Revise the records below by changing every "field log" to "survey sheet" and keeping everything else the same.

[start Task data]

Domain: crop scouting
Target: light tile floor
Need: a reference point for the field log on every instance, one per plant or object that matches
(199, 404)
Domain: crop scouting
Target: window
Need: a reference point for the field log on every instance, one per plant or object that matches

[end Task data]

| Problem solution |
Domain: crop scouting
Target: light tile floor
Need: a reference point for the survey sheet on every instance, one per plant or object that matches
(199, 404)
Domain: crop scouting
Target: window
Need: a reference point for the survey sheet on every instance, one per plant or object that matches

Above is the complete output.